__Raw data__:

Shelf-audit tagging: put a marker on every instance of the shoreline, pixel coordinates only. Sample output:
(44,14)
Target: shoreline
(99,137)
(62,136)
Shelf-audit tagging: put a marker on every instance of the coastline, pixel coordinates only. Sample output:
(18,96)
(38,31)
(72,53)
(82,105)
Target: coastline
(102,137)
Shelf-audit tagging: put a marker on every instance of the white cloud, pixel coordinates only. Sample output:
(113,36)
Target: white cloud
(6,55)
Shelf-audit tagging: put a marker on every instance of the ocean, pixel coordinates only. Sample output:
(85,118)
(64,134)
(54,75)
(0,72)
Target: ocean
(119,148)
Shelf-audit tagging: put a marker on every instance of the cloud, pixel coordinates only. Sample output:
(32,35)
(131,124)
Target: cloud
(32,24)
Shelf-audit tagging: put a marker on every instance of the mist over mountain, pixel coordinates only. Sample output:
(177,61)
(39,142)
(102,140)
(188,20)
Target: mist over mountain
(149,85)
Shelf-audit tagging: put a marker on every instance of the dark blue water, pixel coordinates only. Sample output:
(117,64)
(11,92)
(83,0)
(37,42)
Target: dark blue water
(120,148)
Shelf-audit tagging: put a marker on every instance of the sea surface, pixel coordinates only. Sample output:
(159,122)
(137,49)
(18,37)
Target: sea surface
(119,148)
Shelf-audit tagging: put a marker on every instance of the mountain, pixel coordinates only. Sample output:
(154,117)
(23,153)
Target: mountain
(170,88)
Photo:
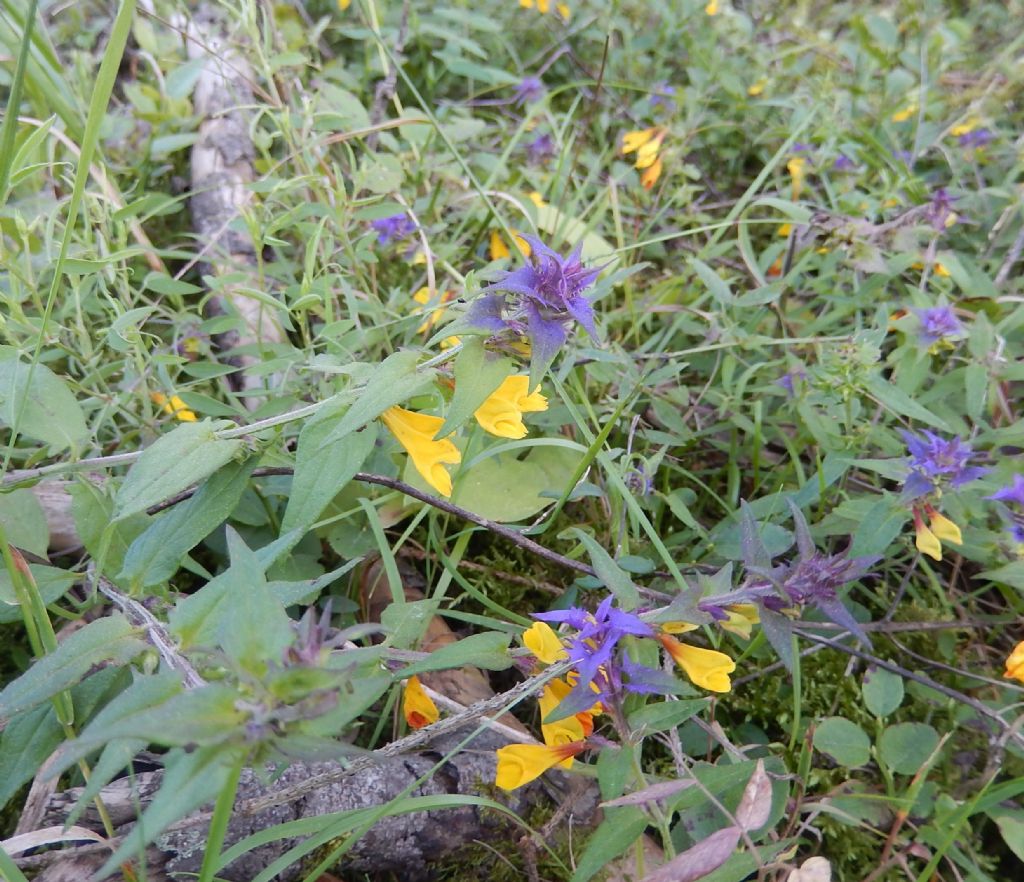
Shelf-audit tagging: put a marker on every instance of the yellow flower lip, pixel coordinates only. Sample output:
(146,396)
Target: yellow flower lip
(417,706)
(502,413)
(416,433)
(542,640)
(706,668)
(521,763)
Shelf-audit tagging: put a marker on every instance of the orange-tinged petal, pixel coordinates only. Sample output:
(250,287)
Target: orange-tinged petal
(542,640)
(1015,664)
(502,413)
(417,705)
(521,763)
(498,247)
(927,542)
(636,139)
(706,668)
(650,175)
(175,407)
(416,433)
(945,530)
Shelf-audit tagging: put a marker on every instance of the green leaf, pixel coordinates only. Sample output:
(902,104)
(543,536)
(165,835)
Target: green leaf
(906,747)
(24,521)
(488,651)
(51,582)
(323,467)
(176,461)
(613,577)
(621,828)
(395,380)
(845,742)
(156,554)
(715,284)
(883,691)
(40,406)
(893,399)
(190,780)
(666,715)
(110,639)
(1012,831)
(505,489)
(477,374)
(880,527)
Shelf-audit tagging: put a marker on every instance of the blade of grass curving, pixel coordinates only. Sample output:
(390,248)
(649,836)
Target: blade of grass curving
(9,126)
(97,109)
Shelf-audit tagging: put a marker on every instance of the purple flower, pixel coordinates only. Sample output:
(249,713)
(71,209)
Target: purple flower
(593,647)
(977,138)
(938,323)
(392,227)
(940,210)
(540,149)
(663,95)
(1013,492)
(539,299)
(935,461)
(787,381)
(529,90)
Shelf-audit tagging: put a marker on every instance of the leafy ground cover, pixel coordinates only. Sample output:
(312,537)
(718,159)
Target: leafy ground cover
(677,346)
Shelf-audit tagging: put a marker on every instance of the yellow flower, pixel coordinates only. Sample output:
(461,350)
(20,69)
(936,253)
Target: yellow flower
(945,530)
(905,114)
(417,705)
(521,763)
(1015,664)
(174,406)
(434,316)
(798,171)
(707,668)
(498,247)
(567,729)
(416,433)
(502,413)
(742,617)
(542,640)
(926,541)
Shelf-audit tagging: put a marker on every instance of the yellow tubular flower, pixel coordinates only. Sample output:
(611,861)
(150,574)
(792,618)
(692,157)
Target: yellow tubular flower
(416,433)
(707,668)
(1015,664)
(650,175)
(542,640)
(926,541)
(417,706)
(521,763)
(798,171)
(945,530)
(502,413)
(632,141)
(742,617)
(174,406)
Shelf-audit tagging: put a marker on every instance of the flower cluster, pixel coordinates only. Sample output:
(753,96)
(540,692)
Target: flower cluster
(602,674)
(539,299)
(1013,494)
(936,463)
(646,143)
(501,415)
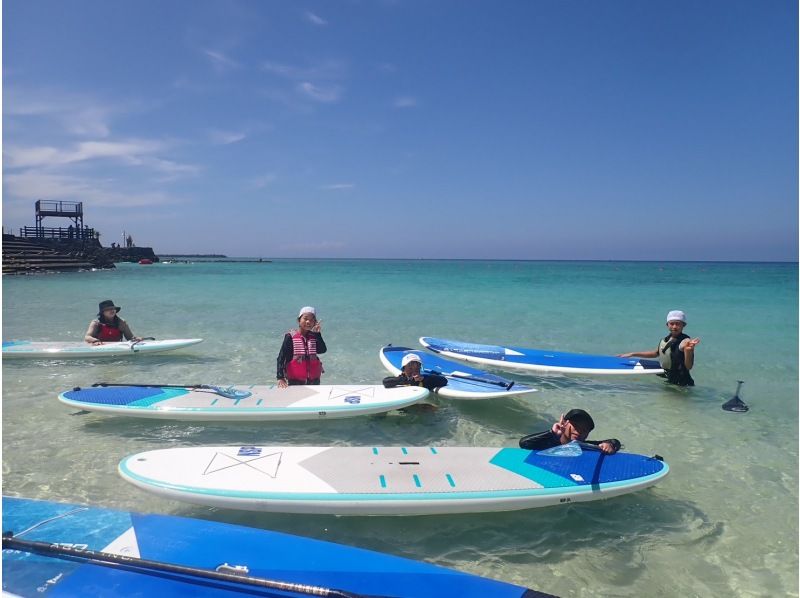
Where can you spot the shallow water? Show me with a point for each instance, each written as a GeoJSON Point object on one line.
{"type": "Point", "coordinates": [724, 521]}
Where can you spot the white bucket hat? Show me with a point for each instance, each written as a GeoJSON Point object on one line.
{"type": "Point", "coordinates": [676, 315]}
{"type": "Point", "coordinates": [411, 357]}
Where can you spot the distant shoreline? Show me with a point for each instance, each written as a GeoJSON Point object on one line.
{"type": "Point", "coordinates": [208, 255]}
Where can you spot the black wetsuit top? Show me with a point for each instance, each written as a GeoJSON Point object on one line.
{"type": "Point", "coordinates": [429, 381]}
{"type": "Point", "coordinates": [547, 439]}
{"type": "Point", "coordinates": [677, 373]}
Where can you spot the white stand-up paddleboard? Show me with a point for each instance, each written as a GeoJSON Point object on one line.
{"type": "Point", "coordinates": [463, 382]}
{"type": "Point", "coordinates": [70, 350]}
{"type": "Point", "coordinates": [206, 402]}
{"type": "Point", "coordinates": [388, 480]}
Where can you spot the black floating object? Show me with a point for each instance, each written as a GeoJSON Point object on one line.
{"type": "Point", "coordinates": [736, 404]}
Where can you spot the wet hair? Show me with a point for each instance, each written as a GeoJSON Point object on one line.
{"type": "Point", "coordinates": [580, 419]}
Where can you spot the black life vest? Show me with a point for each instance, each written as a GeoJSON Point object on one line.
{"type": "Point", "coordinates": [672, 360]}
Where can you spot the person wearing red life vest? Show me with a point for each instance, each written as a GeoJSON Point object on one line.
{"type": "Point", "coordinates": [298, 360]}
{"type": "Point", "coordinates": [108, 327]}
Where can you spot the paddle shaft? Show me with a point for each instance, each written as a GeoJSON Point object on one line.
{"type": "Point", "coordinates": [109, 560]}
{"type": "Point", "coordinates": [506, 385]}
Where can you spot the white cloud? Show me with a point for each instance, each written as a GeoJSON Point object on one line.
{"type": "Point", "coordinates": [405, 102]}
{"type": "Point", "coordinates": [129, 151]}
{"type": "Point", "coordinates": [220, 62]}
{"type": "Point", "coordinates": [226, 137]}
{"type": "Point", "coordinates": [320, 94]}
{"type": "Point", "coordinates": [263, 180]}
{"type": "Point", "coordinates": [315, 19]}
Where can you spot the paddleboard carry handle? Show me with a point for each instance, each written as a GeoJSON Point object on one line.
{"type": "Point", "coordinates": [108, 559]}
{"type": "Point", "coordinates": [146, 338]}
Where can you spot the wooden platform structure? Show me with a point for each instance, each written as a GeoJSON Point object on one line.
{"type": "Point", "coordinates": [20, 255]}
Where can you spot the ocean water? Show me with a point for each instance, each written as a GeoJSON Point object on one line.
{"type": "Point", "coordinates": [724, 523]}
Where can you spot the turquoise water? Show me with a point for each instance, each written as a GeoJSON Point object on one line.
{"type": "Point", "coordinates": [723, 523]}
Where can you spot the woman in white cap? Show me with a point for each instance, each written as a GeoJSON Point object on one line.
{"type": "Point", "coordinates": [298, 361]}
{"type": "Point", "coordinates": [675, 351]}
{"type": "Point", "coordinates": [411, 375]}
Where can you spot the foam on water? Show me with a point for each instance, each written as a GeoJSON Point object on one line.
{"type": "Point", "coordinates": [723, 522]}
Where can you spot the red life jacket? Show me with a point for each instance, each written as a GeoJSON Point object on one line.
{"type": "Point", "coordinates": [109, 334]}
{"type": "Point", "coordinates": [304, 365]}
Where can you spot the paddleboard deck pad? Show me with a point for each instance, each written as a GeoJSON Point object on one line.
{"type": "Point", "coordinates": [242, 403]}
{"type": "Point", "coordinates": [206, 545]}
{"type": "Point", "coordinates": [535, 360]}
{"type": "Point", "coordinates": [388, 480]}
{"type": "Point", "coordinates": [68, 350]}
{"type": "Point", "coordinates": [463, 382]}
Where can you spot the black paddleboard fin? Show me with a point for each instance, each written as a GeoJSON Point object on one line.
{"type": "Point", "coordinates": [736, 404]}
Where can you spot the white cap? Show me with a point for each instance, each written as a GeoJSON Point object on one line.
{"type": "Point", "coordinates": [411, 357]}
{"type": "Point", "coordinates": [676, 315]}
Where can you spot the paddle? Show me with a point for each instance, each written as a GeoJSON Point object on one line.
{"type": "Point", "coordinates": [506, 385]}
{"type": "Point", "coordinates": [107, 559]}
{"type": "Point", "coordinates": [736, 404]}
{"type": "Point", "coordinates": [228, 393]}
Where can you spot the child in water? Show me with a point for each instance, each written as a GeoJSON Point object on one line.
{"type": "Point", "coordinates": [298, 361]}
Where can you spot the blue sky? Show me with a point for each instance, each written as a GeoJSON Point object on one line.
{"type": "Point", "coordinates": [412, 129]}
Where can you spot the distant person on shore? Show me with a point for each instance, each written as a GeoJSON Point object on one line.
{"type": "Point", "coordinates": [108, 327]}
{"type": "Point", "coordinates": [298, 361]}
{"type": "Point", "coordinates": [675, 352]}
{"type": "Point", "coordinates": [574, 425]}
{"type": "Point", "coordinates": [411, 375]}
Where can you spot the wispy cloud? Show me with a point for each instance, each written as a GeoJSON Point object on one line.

__Assigned task__: The line with "Shelf-audit tagging: put a marker on every instance of the sea" is the last to include; transcribe exactly every line from the top of the material above down to it.

__Written response__:
Shelf-audit tagging: put a marker on every instance of the shoreline, pixel coordinates only. Sample output:
(44,14)
Target: shoreline
(99,137)
(62,136)
Shelf-audit tagging: put a marker on every instance of the coastline, pixel coordinates only. Sample output:
(18,96)
(38,31)
(72,53)
(82,105)
Target: coastline
(102,137)
Shelf-audit tagging: put a marker on every instance of the white cloud, pixel coordinates only. Sample output:
(113,36)
Target: white cloud
(6,55)
Shelf-audit tagging: put a marker on every instance of the ocean, pixel coordinates only. Sample output:
(85,118)
(64,134)
(54,75)
(0,72)
Target: ocean
(119,148)
Shelf-audit tagging: put a marker on every instance of the cloud, pixel coordinates only. Sample output:
(32,35)
(131,124)
Target: cloud
(32,24)
Shelf-audit tagging: put a marker on every instance of the mist over mountain, pixel coordinates only. Sample output:
(177,61)
(39,142)
(102,140)
(188,20)
Target: mist over mountain
(149,85)
Shelf-audit tagging: put a marker on every instance of the dark blue water, pixel coordinates only. Sample output:
(117,64)
(11,92)
(83,0)
(37,42)
Target: dark blue water
(120,148)
Shelf-audit tagging: put a marker on every instance of the sea surface, pixel coordinates only. Sample output:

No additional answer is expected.